_Your objective_
Starting with the line that contains "Target: sunscreen bottle", copy every remaining line of the data below exactly, the last one included.

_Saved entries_

————————

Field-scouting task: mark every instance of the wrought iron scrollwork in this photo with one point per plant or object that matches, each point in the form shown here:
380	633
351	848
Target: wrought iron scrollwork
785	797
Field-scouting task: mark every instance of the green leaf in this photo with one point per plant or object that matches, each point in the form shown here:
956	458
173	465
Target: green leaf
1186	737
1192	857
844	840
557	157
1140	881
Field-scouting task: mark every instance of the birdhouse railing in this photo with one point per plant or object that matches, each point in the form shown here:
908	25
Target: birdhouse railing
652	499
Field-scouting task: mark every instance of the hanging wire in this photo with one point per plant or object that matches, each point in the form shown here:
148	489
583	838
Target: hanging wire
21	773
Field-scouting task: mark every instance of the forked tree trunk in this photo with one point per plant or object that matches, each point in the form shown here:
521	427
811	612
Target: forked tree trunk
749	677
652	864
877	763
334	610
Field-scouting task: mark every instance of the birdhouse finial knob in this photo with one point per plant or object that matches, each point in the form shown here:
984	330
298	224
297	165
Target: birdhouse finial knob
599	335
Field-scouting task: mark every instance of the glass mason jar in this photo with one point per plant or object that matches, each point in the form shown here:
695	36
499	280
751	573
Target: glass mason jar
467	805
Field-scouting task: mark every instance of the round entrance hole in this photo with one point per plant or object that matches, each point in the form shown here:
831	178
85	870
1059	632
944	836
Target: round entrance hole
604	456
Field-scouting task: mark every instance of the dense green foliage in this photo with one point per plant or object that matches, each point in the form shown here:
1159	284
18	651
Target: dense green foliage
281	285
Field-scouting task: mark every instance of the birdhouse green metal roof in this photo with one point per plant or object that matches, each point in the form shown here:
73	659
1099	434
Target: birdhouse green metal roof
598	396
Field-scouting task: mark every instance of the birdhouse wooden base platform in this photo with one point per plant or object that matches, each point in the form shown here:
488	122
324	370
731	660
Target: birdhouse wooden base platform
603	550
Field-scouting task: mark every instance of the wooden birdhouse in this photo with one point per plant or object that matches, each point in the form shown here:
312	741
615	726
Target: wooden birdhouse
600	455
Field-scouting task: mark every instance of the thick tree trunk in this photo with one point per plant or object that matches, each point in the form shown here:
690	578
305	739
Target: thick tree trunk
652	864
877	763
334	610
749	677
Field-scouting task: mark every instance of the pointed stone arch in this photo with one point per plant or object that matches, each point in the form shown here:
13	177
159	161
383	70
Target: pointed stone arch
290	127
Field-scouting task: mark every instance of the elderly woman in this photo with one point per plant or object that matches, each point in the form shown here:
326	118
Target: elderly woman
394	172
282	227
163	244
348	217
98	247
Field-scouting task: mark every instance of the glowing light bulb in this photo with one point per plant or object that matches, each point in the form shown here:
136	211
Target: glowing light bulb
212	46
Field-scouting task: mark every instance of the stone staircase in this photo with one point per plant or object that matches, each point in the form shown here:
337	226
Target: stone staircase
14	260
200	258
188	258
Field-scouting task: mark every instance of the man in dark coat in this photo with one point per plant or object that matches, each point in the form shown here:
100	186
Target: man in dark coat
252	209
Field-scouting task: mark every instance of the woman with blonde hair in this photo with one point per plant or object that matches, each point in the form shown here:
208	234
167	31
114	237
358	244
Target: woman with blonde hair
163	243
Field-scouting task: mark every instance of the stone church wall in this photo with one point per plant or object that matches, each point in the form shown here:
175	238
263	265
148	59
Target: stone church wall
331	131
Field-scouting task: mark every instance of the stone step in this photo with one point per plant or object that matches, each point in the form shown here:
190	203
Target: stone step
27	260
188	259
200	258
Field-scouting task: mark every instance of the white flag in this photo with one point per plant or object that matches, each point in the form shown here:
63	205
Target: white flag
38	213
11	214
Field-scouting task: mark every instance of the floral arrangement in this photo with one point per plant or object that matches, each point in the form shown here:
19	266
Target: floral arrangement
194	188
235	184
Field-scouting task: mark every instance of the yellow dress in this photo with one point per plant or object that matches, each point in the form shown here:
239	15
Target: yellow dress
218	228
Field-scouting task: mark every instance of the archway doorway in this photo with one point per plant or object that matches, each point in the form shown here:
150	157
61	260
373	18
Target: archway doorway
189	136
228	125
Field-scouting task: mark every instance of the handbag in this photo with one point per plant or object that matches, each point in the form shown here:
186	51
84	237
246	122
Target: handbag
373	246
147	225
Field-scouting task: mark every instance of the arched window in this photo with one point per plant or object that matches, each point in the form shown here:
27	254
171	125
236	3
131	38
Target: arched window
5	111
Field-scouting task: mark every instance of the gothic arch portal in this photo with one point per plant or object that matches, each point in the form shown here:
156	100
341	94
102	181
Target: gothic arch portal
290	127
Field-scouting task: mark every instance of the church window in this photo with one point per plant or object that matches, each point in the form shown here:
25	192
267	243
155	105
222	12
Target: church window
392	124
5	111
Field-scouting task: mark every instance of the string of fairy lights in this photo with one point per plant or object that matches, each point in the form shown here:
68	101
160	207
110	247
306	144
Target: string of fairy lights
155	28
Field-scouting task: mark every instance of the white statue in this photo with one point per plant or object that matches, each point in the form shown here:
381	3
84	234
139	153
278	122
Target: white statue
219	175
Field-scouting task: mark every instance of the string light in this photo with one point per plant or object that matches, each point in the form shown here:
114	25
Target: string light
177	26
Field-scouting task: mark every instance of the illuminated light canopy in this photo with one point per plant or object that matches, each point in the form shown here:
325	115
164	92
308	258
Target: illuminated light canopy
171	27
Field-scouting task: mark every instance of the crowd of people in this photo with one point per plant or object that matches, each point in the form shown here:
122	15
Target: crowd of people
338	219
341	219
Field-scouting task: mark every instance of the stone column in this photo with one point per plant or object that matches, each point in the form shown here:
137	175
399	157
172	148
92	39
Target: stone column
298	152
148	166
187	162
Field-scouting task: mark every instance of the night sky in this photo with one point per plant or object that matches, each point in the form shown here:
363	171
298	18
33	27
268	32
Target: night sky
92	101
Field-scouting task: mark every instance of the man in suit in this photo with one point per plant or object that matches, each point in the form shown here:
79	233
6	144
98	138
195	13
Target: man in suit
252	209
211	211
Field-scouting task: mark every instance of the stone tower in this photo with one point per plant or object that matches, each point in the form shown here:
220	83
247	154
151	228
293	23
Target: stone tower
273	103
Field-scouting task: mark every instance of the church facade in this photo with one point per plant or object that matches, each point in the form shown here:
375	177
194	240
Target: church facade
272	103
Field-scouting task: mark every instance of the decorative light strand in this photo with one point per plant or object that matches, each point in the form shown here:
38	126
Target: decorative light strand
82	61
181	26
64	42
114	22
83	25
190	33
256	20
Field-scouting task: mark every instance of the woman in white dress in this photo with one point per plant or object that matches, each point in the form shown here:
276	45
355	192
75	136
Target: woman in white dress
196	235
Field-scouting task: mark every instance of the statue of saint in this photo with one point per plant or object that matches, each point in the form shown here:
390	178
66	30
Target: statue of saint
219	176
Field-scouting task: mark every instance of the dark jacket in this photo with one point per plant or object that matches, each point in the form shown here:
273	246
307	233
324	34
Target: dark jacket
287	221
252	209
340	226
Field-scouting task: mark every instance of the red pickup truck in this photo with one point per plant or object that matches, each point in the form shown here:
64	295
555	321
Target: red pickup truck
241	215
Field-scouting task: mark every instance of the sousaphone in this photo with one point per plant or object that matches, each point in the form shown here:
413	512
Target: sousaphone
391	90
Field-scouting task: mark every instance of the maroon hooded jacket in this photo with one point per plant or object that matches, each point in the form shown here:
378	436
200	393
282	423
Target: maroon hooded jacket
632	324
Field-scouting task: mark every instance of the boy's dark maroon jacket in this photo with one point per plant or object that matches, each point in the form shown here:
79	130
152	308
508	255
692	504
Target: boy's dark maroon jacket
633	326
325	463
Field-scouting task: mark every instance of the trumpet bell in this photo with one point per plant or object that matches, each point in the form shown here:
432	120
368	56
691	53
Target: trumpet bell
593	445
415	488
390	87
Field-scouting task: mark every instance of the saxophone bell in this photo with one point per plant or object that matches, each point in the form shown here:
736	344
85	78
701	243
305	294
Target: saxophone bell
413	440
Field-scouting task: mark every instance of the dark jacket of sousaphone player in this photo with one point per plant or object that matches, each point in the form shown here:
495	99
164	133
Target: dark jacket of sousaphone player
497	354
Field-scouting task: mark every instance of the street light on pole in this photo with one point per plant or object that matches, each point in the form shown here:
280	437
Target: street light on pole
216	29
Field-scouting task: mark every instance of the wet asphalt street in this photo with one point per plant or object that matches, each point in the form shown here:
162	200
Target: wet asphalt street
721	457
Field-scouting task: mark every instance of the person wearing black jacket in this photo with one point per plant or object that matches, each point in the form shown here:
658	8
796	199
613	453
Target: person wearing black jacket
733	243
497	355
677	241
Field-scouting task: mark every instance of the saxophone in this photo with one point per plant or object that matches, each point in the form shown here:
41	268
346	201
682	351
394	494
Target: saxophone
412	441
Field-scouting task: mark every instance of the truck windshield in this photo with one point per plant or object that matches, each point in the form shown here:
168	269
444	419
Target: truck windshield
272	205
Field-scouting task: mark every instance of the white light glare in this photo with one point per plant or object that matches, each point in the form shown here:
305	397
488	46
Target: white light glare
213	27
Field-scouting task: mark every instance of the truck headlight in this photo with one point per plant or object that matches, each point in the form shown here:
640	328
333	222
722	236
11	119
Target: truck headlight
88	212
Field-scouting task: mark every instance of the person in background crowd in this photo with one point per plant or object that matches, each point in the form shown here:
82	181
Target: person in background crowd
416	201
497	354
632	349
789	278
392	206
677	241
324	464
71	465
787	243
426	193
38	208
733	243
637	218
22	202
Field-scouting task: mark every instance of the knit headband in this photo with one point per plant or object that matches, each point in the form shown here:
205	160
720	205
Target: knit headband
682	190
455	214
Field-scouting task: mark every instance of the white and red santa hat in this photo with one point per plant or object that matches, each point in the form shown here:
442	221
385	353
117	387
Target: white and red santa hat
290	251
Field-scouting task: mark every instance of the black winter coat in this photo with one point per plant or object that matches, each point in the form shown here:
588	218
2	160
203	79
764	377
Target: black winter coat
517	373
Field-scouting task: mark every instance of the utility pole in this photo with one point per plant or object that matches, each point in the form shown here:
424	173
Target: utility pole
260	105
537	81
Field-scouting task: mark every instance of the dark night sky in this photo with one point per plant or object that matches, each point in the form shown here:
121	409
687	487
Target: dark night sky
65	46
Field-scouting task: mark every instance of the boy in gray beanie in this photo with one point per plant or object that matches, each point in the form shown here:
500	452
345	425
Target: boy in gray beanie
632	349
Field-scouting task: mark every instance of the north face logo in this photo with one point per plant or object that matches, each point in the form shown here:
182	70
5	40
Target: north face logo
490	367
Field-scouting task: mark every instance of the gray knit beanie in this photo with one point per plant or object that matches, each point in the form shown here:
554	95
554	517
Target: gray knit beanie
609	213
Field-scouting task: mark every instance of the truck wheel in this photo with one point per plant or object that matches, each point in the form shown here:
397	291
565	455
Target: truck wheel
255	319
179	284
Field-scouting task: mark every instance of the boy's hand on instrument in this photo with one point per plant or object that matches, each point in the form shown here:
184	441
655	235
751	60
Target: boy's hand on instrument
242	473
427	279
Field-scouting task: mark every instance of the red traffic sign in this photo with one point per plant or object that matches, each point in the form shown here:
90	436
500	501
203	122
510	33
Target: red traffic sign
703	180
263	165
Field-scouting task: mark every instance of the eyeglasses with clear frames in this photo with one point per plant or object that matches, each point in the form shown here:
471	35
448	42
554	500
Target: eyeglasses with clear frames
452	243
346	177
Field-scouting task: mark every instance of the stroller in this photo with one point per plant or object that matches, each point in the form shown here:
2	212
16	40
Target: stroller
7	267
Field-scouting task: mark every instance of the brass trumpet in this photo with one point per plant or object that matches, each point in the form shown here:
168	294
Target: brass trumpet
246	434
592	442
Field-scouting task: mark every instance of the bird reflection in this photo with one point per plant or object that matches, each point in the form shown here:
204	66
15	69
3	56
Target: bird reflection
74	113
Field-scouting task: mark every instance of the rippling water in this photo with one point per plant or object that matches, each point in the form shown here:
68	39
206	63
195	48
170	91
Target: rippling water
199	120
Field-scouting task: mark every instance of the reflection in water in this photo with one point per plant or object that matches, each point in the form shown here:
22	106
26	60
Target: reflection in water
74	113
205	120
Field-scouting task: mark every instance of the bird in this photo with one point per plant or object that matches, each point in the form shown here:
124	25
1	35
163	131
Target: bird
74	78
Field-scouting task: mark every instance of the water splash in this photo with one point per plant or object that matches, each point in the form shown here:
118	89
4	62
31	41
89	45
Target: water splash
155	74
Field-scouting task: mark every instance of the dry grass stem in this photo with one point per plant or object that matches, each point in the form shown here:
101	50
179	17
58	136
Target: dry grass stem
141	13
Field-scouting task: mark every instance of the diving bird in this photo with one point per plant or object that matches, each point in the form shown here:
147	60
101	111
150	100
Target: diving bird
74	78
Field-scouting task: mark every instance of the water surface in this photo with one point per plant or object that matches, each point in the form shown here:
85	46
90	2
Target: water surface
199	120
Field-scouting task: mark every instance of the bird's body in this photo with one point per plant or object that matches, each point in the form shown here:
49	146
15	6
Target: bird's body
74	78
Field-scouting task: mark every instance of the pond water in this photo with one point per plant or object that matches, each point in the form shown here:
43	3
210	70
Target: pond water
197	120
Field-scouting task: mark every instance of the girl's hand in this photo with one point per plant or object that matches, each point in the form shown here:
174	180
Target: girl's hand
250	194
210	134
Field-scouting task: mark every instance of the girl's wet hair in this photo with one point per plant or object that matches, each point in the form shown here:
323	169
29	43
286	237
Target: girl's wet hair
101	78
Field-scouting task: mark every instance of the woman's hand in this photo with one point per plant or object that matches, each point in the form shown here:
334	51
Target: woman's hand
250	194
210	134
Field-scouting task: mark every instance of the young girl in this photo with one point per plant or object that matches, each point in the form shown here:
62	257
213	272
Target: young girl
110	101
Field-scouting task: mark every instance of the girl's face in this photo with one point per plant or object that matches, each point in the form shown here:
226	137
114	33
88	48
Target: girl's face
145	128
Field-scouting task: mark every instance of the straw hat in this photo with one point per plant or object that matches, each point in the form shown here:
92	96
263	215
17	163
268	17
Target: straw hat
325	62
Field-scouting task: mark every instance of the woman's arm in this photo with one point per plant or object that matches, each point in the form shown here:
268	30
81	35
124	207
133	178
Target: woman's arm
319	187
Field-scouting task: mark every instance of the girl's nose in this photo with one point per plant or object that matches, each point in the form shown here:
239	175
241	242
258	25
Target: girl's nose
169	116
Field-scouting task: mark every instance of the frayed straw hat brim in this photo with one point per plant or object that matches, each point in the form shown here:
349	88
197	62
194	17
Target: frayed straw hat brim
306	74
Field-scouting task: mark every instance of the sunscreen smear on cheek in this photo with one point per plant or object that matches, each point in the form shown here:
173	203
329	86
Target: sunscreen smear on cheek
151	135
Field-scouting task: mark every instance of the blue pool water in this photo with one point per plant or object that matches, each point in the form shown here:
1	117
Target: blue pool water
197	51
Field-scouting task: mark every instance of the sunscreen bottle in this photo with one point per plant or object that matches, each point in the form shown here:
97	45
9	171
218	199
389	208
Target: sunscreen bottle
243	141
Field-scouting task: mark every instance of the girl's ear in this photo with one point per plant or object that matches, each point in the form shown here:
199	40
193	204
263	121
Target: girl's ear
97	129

————————

_Exercise solution_
Target: sunscreen bottle
243	141
Field-scouting task: mark every instance of the girl's ear in this photo with one point per plant or object that matches, each point in the form shown here:
199	40
193	204
263	121
Target: girl's ear
97	129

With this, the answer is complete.